--- Begin DATA SHOWN ---

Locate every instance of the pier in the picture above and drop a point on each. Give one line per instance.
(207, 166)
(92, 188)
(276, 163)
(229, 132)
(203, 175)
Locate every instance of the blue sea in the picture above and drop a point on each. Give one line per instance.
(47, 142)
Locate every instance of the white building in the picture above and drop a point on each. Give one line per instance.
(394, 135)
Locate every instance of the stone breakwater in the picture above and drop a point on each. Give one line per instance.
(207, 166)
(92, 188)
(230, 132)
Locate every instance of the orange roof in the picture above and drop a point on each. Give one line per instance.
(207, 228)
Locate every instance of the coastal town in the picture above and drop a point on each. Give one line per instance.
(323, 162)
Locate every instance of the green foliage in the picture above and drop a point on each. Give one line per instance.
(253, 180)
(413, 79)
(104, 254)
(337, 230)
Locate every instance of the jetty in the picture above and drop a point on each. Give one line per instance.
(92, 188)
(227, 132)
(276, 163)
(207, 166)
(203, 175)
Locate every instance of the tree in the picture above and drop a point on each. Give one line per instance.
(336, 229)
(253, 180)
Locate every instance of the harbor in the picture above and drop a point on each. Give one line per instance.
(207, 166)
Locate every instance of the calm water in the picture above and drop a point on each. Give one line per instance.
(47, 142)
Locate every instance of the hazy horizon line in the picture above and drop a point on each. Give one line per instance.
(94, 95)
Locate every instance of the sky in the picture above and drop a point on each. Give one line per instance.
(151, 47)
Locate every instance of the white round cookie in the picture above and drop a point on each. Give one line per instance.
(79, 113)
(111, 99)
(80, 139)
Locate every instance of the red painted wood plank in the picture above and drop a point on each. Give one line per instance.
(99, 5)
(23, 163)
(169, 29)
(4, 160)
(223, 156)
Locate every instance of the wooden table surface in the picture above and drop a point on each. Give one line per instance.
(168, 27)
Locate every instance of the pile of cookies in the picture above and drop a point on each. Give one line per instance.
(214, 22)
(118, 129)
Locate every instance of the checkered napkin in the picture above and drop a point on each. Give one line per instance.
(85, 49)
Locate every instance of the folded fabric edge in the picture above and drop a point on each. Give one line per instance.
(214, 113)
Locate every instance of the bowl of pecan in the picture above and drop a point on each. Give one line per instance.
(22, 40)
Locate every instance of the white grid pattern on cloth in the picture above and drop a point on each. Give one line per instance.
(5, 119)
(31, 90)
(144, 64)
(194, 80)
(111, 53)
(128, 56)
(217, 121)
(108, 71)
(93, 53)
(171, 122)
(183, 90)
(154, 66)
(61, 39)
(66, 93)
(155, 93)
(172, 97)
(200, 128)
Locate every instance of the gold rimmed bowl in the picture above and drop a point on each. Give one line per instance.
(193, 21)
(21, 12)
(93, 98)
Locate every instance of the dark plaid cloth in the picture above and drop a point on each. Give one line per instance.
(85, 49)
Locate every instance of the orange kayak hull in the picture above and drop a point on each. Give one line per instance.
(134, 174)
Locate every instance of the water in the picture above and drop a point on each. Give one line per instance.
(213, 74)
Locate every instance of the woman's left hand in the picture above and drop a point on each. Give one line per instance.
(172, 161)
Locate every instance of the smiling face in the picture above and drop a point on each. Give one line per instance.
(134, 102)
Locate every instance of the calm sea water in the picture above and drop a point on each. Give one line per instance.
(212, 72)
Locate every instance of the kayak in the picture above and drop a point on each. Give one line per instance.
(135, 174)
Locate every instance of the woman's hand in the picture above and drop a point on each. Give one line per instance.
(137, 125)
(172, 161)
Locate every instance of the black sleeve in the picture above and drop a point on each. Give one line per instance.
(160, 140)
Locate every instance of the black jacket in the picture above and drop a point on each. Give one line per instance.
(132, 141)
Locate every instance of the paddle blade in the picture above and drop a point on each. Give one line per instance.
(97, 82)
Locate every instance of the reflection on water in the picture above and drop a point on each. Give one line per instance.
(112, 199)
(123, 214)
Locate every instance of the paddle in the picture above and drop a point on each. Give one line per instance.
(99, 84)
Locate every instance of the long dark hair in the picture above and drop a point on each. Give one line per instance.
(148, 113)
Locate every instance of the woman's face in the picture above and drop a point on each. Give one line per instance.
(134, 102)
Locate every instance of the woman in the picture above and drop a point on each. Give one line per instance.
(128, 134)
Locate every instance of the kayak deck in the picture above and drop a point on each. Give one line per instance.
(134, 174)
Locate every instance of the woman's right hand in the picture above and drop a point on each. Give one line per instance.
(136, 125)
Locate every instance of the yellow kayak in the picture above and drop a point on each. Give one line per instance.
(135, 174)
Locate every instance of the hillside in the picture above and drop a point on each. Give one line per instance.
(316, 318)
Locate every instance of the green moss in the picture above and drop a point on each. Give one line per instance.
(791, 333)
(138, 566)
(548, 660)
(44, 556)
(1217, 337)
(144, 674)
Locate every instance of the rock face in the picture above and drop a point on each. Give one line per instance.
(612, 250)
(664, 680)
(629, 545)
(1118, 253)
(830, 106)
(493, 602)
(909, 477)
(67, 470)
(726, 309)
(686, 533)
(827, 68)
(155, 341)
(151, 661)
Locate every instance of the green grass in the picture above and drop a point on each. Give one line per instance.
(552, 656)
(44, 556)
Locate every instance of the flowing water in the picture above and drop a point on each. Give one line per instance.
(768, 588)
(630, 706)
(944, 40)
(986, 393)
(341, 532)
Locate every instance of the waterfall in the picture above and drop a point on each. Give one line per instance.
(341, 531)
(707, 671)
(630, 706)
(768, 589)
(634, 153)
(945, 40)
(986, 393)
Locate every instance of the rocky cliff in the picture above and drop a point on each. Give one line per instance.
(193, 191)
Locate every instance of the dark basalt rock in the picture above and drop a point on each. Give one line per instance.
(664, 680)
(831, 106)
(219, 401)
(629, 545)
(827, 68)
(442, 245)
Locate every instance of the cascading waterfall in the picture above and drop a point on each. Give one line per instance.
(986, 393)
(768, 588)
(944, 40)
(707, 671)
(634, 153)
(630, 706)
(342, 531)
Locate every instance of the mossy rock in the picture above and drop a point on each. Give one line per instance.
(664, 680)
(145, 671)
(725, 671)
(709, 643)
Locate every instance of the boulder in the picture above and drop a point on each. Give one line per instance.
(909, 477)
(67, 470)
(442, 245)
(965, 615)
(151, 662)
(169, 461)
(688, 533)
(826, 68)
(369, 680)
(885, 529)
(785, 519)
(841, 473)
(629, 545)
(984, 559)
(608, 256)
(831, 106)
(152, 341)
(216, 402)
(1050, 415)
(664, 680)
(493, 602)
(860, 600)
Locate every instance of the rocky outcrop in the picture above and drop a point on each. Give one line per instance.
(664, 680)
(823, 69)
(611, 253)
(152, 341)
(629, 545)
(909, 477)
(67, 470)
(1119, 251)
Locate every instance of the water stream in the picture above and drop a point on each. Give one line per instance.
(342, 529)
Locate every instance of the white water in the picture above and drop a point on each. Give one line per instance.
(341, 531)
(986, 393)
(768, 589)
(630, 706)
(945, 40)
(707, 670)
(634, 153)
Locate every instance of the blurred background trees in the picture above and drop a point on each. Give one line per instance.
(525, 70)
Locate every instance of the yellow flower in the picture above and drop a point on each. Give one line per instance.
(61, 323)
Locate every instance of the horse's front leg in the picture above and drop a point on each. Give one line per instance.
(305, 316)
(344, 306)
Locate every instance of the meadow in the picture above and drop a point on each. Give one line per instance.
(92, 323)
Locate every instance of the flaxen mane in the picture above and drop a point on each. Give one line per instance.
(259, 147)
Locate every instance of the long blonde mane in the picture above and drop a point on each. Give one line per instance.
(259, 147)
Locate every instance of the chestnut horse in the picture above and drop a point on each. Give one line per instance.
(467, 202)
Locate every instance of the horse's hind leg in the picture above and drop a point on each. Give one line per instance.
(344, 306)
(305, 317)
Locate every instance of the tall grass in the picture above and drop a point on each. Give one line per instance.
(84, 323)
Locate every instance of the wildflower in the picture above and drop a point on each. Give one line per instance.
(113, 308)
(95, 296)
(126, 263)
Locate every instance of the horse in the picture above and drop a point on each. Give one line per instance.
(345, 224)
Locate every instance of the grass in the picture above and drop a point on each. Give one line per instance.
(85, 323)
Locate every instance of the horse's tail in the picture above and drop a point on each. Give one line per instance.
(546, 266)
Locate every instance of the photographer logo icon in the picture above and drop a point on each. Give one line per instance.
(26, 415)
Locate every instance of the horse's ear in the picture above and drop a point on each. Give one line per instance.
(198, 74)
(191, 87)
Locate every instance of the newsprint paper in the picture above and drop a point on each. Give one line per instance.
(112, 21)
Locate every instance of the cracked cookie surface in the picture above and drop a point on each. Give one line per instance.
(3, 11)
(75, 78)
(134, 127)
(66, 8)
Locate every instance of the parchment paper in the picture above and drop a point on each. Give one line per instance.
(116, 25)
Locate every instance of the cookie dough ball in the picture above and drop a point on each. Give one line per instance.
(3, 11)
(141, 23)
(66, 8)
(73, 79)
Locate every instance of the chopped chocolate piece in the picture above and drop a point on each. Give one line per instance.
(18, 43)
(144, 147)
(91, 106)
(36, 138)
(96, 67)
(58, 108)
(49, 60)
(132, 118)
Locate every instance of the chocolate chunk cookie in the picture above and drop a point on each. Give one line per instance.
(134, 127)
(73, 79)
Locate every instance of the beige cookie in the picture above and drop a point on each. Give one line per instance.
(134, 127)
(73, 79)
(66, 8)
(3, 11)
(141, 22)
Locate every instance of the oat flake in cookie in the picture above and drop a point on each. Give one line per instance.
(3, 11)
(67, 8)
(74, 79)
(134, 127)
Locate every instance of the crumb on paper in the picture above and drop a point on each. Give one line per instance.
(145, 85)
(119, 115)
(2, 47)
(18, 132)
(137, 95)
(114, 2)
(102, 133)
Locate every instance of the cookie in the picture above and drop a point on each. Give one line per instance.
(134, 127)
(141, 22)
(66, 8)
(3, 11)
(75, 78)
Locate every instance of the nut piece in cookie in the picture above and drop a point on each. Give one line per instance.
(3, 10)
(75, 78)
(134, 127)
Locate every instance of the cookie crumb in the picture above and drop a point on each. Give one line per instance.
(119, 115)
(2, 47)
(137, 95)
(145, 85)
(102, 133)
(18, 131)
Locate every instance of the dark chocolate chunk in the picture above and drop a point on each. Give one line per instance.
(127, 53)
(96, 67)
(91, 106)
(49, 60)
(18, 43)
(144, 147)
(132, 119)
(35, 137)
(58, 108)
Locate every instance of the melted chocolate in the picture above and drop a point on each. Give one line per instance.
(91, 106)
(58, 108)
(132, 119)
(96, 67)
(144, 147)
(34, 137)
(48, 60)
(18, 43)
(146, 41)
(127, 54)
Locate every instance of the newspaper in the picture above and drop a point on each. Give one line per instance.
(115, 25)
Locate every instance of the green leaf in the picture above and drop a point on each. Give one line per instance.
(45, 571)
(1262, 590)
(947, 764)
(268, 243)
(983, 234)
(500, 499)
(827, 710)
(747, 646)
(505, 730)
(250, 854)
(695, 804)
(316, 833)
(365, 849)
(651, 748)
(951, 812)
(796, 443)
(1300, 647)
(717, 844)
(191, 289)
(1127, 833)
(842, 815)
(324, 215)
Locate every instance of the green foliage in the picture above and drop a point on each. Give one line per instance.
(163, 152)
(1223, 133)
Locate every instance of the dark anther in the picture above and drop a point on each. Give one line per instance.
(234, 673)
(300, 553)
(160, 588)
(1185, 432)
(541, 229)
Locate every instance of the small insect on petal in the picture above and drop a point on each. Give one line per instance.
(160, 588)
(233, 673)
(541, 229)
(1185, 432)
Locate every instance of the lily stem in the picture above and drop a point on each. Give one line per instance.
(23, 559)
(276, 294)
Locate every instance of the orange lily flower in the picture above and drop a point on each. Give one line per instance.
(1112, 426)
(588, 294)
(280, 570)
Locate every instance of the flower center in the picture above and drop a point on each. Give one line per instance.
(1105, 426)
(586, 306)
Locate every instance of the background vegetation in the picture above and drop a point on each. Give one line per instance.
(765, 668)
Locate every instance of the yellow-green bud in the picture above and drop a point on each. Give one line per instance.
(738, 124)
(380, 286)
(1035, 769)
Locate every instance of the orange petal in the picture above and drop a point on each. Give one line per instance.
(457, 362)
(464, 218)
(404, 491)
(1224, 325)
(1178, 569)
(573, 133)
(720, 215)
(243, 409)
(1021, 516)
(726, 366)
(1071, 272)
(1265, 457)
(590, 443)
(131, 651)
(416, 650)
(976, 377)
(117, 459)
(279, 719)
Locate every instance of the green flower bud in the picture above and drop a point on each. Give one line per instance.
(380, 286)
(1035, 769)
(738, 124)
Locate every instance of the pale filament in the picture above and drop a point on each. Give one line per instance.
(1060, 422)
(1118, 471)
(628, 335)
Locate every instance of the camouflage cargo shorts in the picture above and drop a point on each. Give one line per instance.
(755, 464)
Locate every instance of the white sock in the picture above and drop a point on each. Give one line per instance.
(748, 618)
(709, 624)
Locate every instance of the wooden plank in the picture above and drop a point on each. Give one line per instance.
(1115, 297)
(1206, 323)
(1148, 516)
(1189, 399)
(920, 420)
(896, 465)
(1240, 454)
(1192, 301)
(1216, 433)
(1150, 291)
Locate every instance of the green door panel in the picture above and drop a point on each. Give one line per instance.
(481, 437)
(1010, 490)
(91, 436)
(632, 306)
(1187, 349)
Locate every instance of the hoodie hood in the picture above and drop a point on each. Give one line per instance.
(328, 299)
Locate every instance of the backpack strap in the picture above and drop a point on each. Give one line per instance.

--- End DATA SHOWN ---

DIRECTIONS
Copy exactly, word for word, the line with "Locate every instance of the orange lily" through the final line of the listing.

COMPLETED TASK
Locate every instance of the orange lily flower in the picture above and drop a point on each. Give one line per instance.
(1112, 426)
(588, 294)
(280, 570)
Locate every instance of the flower center in the picture above and drop a point on each. Give one line per instance.
(1105, 426)
(586, 306)
Locate every instance of the background vegetation in the picture above and drop a point on each. Give one line per instance.
(765, 668)
Locate every instance of the yellow-green bud in the picture above and drop a point on each. Give one line per instance.
(738, 124)
(380, 286)
(1035, 769)
Locate every instance of the orange petal in the picture above and drop a point on each. Give one line per instance.
(457, 362)
(464, 218)
(404, 491)
(1224, 325)
(1178, 569)
(573, 133)
(720, 215)
(243, 409)
(1021, 516)
(726, 366)
(1071, 272)
(1265, 457)
(590, 443)
(131, 651)
(416, 650)
(976, 377)
(117, 459)
(279, 719)
Locate every instance of the green flower bud in the picture above and drop a point on each. Give one line per instance.
(380, 286)
(1035, 769)
(738, 124)
Locate every instance of the pale filament in the picture above and drop a point on each. Give one line per instance.
(1060, 422)
(1118, 471)
(628, 335)
Locate every instance of the camouflage cargo shorts in the picture above and drop a point on each. Give one line per instance.
(755, 464)
Locate every instance of the white sock in the picture above and drop a point on each. Give one line per instance.
(748, 618)
(709, 624)
Locate every instance of the wooden plank in the picture above and drop a point on each. Give one line per instance.
(1115, 297)
(1206, 323)
(1148, 516)
(1189, 399)
(920, 420)
(896, 465)
(1240, 454)
(1192, 301)
(1216, 433)
(1150, 291)
Locate every instance of the green door panel in the picture above and drop a point on each. Give one line per instance.
(481, 437)
(1010, 490)
(91, 436)
(632, 306)
(1187, 349)
Locate every instance of the hoodie hood in the picture above and drop a point on each. Give one line per instance.
(328, 299)
Locate every instance of the backpack strap in the picture above and drop a point on each. Give one line per instance.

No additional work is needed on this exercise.